- _Recorded data_
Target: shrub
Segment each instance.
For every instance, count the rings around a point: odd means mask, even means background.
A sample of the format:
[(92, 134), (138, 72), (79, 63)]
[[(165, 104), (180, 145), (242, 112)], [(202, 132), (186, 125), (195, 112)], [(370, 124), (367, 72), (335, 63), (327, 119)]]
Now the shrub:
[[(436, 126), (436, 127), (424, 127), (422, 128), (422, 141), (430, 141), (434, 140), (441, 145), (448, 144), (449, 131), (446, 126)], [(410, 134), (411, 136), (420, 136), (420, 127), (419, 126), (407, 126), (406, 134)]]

- _About this exercise_
Nothing but the lines holding the word "instance" should be returned from the listing above.

- _Task answer_
Segment each instance.
For every instance, count the rings around a point: odd means mask, even means background.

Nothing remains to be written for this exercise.